- Your task
Beginning with the line containing "Each instance of the grilling" and ending with the last line, repeat the records exactly.

- Given data

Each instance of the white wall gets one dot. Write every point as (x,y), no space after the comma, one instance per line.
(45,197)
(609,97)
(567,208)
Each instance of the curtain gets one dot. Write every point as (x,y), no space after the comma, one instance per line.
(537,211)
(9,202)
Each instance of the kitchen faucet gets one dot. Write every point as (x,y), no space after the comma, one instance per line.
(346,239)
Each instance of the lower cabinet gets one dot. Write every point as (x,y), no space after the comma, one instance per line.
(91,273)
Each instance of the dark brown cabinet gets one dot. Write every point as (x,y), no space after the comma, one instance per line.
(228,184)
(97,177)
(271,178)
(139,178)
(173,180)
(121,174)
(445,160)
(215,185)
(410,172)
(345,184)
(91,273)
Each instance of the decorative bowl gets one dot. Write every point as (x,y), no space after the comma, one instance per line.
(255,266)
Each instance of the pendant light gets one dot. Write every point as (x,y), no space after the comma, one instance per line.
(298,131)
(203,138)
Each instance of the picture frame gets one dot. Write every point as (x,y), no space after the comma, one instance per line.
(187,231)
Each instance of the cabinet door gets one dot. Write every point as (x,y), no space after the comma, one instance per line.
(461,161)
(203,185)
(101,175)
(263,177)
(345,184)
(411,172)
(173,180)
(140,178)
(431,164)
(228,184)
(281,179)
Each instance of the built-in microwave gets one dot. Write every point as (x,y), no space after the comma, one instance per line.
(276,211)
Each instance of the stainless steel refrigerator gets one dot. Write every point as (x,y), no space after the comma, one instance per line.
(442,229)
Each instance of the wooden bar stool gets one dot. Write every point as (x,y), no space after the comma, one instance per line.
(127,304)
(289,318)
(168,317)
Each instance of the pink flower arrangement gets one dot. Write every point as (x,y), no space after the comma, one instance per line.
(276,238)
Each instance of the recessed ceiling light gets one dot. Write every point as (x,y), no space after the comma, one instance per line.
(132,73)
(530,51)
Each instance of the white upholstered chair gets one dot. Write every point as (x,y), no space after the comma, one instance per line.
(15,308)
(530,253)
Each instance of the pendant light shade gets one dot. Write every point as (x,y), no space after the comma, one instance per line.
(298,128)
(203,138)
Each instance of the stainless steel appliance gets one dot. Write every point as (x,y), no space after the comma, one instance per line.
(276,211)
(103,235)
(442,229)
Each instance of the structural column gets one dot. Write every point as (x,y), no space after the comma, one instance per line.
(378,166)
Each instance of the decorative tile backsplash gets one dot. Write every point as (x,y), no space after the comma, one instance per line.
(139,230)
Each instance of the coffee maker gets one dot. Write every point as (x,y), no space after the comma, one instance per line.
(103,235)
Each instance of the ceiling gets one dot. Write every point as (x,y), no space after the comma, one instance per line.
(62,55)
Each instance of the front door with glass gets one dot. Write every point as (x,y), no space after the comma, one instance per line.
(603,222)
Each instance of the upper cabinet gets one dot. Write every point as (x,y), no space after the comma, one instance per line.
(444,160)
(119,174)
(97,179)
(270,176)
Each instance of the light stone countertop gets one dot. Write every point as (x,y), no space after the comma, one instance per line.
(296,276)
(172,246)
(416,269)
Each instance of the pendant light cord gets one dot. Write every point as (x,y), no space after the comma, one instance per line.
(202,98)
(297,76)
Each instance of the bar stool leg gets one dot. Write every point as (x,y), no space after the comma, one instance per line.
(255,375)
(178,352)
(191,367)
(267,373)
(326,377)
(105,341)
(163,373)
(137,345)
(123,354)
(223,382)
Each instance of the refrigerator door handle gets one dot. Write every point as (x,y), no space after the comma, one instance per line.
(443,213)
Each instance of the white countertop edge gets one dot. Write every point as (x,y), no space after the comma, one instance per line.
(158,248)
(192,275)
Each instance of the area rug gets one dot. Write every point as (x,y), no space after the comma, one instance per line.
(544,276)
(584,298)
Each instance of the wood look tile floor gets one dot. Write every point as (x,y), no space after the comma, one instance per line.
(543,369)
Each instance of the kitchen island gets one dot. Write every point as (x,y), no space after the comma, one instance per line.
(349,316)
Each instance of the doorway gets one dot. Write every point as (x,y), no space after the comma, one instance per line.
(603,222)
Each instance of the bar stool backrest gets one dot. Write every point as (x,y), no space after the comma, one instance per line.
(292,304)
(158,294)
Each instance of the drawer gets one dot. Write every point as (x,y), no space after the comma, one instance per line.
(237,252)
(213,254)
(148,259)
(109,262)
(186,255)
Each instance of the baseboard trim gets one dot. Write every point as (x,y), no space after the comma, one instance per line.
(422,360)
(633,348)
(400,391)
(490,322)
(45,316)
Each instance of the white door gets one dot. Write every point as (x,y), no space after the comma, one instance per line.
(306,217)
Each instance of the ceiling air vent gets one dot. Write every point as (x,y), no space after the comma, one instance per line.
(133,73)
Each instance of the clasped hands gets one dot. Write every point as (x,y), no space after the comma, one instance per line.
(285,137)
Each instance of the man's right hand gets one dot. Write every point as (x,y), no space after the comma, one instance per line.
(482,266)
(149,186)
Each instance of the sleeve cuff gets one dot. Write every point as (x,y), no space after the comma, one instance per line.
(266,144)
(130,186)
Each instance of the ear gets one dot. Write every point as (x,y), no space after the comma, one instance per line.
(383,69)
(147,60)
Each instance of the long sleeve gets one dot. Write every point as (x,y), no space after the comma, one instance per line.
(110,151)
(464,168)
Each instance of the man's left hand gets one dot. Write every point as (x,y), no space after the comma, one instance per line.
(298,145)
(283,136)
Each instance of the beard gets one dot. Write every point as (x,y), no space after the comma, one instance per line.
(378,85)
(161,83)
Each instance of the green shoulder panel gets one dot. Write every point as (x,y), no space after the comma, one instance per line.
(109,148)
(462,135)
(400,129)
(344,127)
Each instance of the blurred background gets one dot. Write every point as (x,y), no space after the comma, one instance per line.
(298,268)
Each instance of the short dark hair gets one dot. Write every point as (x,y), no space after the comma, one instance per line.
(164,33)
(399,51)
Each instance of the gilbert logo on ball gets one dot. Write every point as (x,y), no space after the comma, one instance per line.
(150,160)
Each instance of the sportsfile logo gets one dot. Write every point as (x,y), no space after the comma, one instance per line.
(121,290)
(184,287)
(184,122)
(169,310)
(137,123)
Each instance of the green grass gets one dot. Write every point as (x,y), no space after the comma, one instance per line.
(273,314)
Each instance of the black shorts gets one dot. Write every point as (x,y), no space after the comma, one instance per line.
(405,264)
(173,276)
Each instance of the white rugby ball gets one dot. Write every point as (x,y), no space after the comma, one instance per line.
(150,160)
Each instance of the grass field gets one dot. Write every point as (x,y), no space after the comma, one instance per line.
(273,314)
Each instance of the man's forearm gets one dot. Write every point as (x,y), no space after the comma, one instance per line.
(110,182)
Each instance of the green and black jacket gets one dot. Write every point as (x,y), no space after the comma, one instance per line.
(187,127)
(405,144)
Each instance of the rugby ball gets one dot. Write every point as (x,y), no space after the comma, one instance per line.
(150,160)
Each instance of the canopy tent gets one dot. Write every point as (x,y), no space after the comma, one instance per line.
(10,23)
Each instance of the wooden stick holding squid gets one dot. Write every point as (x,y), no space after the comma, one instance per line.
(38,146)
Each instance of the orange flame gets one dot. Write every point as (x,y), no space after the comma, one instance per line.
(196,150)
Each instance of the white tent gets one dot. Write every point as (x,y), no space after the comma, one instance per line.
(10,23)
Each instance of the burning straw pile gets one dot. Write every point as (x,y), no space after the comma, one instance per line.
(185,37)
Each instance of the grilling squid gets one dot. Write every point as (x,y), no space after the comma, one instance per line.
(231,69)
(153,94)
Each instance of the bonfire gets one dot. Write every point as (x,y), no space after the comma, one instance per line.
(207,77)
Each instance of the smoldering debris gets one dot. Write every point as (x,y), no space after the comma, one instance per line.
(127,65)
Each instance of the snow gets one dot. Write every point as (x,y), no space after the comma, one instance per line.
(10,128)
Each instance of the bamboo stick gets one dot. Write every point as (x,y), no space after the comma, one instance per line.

- Written answer
Each instance of the grilling squid gets one dot. Write every point as (x,y), no space after the comma, one instance per line.
(231,69)
(153,94)
Each instance of the bonfire gets one dot. Write every point as (x,y), no space after the comma, one instance per line.
(207,77)
Each instance of the smoldering debris gets one dot. Write every point as (x,y), no space after the comma, one instance per line.
(127,65)
Each instance of the snow gets one dot. Write every point as (x,y), no space after the comma, one instance per line.
(10,128)
Each instance of the bamboo stick gets one dot. Write every point as (x,y), no space after the comma, one instance per line.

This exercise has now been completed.